== Given passage

Charlie Rose interviewed Buchanan about the book on "CBS This Morning." (You can watch the complete interview by clicking on the video player above; a transcript follows.)

Charlie Rose: Let me begin with the race for the White House. Newt Gingrich has said in the last 24 hours and on this program it's the duty of America to defeat Barack Obama because of national security, that he's riding over the Constitution. How do you assess those remarks?

Pat Buchanan: Well, I do agree that the President of the United States has used 'Obamacare' really to ride rough-shod over the prerogatives of the Roman Catholic Church, when you order the church and its institutions to engage in activities that that church has taught for centuries to be morally wrong. And I think the president has partially backed off of that, and I think he should back off entirely, Charlie.

Rose: So, what about the race so far, in terms of President Obama and his inability to defend the national security of the United States - also part of Speaker Gingrich's remarks?

Buchanan: I think the president's done a good job in the war of terror, and I disagree with some of my Republican colleagues - I think we have to move out of Iraq and move out of Afghanistan. And so I don't fault the president that much in terms of what he's done in foreign policy as I do domestic policy, Charlie.

Rose: All right. Let me begin by talking about this book. Tell us what it is that you want us to understand. The title of the book is "Will America Survive to 2025 - Suicide of a Superpower." And in the preface you say:

"The last decade provided corroborating if not conclusive period that we're in the Indian Summer of our civilization. Historian Arnold Toynbee wrote civilizations die from suicide, not by murder. and so it is. We are the prodigal sons who have squandered our inheritance, but unlike the prodigal son we can't go back home."

What do you want us to understand about Pat Buchanan's view of America?

Buchanan: What I want you to understand, Charlie, what I want the folks to read that book and understand, is that Western civilization is in its Indian Summer. It is on, in my judgment, pretty much its last legs, and I'm not sure it will survive this century.

If you look at Europe, not a single European nation has a birth rate among its native born which will enable it to survive in its present form. We do know about the economic crisis over there, but there is also an ethno-national crisis. Merkel says in Germany that multiculturalism has utterly failed. Cameron says the same in Britain. Sarkozy says so in France. We saw all the riots in London last summer where, first ethnic groups rose up and rioted all across London, and then the Londoners went along with them.

And what I'm warning about in our country is that the United States of America which is shifting to become a multi-cultural, multi-national, multi-ethic, multi-lingual country, there is nothing that's going to hold us together if we lose our common language, our common Christian, Judeo- Christian faith, our common moral consensus, which we are losing.

Rose: So you're not saying the nation has to be white and Christian which some of your critics believe you are saying?

Buchanan: The critics should read the book instead of trying to blacklist and censor the book, Charlie. No. Any individual can be a good American. When I was a young man in 1960, because of the melting pot we had all come together - Irish and Germans and English and Polish and Jewish and Czech and Greek - into one nation and one people under God.

But the culture and all these things that held us together, we have thrown out. The public schools which introduced us to English literature, American history, American heroes and holidays, that's thrown out. We are becoming a Tower of Babel, and I don't think we can survive as a great nation or one republic under God, indivisible.

====

#### Goal a:
In the interview, why does Buchanan say that no European nation will survive in its present form? Explain in one to three sentences.
The entries that follow have no connection to the interview.

== Records for processing

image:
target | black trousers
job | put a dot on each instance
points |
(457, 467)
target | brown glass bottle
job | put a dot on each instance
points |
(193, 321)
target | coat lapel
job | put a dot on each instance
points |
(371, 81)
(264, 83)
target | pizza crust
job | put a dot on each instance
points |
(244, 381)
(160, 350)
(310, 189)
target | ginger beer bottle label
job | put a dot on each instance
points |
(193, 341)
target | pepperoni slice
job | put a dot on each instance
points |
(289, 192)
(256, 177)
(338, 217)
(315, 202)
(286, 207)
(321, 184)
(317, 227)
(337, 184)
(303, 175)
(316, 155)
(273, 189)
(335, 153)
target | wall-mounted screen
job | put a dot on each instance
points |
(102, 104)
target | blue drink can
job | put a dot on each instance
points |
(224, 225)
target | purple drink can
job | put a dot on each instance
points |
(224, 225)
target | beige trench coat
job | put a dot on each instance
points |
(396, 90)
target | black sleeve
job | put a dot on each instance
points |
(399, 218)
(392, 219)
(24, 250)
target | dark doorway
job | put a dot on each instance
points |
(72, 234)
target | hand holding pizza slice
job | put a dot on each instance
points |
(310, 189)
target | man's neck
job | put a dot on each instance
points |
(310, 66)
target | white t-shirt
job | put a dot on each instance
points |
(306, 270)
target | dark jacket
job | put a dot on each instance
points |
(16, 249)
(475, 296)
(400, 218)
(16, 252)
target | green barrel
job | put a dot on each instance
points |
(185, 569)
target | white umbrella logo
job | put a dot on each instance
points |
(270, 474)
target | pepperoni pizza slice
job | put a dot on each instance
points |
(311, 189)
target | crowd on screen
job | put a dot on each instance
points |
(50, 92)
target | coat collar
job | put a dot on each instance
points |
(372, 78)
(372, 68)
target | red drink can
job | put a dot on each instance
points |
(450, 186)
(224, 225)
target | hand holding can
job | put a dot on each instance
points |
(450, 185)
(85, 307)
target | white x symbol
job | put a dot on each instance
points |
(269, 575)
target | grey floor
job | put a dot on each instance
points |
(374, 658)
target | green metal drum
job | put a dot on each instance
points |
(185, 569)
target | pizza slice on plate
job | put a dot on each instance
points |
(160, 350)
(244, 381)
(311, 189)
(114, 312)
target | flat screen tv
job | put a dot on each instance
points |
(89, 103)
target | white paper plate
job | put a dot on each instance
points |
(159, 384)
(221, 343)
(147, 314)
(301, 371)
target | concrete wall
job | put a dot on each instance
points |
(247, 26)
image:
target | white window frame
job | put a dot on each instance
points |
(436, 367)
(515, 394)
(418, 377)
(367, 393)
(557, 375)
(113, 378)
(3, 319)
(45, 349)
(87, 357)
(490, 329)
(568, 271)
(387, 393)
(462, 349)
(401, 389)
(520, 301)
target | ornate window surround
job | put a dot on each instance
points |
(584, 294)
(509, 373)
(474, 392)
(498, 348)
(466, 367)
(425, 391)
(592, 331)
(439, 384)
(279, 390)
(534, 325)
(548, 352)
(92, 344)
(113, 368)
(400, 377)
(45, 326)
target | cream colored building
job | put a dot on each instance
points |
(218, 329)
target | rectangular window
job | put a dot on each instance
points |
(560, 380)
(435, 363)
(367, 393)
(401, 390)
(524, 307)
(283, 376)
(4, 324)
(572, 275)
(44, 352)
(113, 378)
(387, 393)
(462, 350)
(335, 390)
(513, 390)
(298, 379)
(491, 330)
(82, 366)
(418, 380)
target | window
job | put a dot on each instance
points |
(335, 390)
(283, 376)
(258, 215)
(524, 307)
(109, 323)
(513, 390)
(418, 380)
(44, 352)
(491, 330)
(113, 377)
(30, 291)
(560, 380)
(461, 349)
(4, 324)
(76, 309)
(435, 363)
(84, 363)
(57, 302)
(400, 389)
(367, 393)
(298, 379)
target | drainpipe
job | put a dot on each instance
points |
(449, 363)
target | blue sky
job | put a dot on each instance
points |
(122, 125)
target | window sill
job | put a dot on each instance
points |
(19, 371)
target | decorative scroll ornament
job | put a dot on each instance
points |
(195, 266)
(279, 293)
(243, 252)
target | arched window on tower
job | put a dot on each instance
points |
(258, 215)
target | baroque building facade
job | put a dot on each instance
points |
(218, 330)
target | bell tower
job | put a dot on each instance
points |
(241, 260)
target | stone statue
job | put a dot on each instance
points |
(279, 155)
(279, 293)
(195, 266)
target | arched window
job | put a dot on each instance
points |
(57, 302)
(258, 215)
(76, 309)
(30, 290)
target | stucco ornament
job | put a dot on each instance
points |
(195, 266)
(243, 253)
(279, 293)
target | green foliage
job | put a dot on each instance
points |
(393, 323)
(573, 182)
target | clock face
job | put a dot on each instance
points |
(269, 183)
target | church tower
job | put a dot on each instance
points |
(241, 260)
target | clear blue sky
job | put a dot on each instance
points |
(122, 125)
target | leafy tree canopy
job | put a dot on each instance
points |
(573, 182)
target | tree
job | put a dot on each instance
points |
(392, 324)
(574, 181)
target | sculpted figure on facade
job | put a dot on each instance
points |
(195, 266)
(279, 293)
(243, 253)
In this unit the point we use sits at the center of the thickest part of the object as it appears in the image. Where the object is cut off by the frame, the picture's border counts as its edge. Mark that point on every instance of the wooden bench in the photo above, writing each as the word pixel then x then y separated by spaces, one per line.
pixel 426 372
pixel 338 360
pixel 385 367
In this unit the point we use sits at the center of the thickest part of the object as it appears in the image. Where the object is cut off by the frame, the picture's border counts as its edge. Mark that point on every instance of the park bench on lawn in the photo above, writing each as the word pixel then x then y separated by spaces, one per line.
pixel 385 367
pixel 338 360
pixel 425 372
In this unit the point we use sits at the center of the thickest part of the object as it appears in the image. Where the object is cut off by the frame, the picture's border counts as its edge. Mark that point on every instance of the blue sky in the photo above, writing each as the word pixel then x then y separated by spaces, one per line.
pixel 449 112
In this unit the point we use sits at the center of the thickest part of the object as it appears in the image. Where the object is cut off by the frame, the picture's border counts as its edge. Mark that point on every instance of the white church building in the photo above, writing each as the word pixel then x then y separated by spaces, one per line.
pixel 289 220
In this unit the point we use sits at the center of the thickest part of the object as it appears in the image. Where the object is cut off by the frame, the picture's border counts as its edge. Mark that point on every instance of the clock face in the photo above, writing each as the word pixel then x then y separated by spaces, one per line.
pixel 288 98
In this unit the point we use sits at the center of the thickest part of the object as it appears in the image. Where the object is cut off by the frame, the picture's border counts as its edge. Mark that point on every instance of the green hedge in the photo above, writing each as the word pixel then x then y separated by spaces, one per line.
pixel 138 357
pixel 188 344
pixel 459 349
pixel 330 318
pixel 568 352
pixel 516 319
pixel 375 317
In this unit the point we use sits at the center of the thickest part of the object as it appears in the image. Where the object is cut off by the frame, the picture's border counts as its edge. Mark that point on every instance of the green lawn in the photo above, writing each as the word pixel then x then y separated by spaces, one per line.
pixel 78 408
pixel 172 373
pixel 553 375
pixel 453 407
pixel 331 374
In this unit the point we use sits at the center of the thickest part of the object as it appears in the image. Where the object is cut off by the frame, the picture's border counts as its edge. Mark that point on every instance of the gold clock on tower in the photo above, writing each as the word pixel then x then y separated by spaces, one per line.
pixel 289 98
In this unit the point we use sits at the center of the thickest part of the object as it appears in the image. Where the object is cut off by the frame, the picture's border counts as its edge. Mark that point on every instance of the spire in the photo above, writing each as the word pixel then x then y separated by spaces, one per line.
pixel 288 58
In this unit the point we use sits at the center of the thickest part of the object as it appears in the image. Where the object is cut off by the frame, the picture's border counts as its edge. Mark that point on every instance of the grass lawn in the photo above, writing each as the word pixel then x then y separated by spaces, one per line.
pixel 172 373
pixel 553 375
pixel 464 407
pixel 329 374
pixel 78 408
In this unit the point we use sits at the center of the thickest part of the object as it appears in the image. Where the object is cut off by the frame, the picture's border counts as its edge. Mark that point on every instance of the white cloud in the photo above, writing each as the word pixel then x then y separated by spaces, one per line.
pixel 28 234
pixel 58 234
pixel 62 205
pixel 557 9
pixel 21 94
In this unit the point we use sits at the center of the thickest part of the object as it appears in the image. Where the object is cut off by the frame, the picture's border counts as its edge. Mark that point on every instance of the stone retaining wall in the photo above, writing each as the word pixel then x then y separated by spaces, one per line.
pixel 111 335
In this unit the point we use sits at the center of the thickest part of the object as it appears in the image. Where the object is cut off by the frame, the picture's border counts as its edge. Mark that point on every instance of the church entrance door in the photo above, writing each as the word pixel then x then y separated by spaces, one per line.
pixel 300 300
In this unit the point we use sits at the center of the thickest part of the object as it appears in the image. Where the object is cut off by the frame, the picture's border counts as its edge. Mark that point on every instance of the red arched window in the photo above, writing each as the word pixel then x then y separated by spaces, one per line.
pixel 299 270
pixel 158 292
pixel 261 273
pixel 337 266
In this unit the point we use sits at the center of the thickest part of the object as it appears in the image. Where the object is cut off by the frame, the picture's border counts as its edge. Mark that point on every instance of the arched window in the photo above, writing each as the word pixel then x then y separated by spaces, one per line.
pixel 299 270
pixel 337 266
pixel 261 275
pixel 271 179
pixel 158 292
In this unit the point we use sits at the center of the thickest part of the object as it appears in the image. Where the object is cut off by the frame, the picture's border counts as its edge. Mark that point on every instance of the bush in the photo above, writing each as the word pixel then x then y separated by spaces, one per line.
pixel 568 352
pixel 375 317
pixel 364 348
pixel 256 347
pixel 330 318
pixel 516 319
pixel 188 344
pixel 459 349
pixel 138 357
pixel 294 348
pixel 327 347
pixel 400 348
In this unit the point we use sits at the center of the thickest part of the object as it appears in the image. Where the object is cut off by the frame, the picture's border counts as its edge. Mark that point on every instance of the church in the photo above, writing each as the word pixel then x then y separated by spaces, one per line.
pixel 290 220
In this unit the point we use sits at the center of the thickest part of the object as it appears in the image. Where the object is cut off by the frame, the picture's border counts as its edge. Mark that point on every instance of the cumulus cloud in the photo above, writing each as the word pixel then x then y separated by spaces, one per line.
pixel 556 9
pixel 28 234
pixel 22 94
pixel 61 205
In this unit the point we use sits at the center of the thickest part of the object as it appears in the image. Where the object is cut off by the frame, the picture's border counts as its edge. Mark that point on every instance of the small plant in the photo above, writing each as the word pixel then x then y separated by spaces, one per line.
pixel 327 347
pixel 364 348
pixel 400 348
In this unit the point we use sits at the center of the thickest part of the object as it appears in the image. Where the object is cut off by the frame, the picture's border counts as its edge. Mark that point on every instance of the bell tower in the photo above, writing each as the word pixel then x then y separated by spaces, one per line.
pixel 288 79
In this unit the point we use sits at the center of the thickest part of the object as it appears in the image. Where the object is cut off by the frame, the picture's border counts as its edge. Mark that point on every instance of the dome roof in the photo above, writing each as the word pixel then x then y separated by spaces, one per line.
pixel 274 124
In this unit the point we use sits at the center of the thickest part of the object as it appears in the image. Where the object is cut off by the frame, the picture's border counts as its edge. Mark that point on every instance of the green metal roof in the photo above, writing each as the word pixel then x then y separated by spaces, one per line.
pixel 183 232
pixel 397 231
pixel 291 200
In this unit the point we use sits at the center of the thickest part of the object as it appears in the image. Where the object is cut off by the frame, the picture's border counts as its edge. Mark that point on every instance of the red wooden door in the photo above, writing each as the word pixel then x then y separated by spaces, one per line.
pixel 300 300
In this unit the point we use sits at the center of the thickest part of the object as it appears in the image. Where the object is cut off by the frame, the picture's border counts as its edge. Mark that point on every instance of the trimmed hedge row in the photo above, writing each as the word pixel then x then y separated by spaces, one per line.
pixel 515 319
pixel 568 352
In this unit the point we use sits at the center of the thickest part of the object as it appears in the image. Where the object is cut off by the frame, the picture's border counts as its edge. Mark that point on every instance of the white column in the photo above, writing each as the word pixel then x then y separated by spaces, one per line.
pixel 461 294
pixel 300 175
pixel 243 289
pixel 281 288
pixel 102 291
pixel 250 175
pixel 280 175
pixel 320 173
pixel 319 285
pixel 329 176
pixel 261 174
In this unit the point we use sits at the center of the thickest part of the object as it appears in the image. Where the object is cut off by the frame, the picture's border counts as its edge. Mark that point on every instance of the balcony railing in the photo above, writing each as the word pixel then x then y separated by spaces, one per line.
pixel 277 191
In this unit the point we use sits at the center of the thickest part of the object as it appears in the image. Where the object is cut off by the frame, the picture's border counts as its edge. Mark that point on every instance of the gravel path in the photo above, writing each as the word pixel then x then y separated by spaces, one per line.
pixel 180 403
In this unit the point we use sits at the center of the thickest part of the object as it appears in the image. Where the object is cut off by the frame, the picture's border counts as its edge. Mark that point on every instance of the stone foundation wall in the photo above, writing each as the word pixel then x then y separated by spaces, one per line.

====

#### Goal b:
Which lines of the entries contain the string "screen"? Pull out every one of them, treating uppercase and lowercase as different.

#### Problem solution a:
According to Buchanan, not a single European nation has a birth rate among its native born high enough to let it survive in its present form. He adds that, beyond the economic crisis, Europe also faces an ethno-national crisis.

#### Problem solution b:
target | wall-mounted screen
target | crowd on screen
target | flat screen tv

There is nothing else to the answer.